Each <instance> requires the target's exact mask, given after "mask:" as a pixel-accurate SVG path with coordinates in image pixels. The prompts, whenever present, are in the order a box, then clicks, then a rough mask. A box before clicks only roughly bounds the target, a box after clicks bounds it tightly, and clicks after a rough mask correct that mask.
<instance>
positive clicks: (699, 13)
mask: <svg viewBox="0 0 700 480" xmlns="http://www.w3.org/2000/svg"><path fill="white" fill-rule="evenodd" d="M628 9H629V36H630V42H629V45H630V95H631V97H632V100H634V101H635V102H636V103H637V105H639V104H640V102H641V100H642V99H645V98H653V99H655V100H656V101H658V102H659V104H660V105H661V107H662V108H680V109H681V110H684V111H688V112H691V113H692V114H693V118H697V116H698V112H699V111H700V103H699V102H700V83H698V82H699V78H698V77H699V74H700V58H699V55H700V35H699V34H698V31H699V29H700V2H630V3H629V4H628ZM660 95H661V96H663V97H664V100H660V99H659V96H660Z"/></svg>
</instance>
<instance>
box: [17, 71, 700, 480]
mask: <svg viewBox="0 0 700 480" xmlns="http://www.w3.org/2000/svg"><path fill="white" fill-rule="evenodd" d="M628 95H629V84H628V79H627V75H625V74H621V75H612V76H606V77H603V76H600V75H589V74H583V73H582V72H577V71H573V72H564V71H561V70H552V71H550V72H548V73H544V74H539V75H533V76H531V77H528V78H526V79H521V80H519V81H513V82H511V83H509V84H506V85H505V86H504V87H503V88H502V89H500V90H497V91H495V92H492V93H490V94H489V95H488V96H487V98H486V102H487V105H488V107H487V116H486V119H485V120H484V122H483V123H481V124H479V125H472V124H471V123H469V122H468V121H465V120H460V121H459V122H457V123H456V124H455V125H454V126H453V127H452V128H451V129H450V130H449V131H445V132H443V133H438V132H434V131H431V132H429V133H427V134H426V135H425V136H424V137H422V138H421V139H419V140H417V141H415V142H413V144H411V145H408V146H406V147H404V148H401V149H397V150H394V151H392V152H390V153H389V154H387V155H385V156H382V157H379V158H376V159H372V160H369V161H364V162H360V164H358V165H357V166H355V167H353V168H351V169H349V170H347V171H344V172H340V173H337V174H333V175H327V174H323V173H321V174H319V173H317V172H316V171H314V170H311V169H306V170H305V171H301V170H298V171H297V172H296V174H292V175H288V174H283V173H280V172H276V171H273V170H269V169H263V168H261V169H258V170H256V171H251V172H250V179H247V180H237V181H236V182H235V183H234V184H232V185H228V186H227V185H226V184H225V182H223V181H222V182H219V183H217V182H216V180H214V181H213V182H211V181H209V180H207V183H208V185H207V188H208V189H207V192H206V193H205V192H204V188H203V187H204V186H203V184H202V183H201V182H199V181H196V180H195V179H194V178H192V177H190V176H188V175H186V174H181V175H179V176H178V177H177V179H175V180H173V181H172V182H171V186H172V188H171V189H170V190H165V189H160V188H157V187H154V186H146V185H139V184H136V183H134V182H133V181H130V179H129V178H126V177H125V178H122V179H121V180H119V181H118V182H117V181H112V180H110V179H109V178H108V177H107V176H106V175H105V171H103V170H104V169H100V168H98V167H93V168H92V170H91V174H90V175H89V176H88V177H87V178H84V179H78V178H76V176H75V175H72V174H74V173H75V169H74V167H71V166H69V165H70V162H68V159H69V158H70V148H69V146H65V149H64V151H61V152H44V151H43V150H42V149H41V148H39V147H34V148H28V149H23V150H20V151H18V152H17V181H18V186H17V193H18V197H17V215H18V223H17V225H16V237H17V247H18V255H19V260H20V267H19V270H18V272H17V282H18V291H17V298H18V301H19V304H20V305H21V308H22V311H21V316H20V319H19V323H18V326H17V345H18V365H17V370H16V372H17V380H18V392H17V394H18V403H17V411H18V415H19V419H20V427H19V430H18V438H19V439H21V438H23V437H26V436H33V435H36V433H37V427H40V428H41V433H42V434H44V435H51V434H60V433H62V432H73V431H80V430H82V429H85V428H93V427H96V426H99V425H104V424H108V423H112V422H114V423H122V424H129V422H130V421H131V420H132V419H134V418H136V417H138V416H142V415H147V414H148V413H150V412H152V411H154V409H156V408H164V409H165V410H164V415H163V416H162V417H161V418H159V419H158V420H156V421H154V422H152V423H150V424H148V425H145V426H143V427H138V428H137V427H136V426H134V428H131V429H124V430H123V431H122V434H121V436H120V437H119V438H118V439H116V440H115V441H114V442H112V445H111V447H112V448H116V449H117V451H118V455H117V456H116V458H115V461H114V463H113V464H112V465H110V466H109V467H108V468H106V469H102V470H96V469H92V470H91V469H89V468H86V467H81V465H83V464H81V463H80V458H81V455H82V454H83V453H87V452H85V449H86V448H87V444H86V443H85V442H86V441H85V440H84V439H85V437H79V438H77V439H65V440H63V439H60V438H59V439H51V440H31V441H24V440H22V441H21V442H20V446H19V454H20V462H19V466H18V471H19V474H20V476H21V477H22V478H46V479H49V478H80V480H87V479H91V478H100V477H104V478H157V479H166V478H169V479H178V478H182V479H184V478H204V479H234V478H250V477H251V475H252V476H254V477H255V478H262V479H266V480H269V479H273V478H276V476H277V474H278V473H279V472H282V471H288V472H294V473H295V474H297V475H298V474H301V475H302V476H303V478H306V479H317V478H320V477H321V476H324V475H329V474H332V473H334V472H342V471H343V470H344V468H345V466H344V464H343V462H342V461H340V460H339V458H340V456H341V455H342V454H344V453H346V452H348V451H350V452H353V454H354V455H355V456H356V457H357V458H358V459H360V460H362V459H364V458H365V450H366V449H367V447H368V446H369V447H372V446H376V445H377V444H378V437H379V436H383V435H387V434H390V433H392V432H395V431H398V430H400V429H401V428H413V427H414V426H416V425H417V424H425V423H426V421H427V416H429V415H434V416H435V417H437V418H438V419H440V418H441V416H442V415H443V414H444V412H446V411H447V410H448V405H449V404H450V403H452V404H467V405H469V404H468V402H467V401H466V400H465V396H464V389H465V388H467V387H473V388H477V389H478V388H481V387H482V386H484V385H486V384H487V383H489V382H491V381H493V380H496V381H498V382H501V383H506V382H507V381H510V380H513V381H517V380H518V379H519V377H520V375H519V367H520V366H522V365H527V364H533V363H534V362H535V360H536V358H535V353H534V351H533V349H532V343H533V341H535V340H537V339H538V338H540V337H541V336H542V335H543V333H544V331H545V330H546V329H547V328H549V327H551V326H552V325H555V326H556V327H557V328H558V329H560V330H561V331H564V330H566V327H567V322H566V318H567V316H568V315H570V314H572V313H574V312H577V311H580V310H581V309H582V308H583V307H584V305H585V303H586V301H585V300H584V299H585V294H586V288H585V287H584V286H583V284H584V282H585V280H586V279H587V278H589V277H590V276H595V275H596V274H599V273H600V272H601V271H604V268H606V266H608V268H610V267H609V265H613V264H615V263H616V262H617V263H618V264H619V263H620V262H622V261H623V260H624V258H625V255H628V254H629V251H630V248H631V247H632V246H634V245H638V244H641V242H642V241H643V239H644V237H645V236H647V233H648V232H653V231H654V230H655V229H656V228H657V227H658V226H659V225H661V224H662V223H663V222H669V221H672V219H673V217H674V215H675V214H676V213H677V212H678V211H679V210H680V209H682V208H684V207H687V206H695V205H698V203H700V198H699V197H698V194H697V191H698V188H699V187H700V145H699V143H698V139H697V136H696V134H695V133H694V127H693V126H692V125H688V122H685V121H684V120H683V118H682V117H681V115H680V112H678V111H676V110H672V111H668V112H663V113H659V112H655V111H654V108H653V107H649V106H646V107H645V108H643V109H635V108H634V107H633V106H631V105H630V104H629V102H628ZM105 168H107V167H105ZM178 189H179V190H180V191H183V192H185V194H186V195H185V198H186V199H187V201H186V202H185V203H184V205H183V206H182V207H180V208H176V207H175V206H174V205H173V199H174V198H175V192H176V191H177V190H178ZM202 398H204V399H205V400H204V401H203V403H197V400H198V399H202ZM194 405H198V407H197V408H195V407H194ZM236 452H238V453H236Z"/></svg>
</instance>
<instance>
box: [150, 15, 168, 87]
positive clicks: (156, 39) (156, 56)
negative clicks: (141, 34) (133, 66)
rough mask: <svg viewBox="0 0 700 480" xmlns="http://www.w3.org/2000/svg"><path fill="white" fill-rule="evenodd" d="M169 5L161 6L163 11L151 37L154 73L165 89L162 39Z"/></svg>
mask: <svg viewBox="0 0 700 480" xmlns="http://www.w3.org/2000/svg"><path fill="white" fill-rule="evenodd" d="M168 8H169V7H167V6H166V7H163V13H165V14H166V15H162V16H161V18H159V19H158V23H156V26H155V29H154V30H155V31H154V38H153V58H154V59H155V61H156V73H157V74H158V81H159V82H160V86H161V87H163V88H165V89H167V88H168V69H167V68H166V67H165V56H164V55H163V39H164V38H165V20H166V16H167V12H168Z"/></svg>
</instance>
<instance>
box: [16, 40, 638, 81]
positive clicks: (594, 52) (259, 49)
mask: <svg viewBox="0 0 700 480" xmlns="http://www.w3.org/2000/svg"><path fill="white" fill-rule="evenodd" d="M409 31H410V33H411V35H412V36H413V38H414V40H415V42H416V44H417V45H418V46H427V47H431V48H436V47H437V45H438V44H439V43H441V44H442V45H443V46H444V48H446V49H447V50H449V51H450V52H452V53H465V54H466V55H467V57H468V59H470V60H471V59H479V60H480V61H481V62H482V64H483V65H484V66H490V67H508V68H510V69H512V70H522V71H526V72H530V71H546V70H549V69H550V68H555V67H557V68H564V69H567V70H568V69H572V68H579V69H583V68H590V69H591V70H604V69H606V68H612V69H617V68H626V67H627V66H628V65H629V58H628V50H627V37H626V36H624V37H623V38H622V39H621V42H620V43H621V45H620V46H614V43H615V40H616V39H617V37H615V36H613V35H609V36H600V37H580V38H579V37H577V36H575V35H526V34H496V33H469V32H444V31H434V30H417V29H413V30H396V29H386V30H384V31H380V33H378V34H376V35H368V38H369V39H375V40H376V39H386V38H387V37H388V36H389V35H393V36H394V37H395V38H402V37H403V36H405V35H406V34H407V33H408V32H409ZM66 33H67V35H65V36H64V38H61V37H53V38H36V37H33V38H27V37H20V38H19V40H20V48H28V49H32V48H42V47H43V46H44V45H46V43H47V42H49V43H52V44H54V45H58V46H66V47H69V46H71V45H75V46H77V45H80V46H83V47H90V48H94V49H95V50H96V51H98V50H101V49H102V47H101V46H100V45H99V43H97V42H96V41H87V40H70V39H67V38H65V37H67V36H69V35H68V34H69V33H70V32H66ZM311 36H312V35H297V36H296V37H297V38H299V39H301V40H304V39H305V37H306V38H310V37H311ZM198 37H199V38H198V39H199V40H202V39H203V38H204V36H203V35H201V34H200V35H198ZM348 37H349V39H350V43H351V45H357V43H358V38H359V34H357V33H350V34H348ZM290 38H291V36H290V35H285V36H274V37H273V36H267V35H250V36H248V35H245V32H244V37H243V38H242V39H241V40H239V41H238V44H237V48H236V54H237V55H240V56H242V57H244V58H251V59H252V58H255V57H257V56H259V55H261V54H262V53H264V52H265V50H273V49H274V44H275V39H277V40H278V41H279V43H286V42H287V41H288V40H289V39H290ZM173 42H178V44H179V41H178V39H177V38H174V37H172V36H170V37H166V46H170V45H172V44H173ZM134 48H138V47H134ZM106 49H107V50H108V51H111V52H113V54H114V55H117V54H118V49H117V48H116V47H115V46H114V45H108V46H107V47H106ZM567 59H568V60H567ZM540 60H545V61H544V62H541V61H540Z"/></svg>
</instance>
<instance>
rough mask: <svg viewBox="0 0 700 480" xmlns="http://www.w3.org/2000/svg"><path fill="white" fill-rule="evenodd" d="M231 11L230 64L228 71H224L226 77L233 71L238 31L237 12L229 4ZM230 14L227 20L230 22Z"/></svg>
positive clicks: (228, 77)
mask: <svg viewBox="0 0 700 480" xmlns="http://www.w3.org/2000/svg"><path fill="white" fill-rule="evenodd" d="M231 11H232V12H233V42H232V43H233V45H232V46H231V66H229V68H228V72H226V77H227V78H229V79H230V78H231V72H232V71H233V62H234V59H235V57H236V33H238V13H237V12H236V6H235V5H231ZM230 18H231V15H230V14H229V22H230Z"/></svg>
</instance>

WHAT YOU HAVE TO DO: Rewrite the stretch from the start of the records through the line containing "positive clicks: (699, 13)", changing "prompts" to "hints" and leaving everything else unchanged.

ANSWER SECTION:
Each <instance> requires the target's exact mask, given after "mask:" as a pixel-accurate SVG path with coordinates in image pixels. The hints, whenever present, are in the order a box, then clicks, then a rough mask. A box before clicks only roughly bounds the target, a box after clicks bounds it tightly, and clicks after a rough mask correct that mask.
<instance>
positive clicks: (699, 13)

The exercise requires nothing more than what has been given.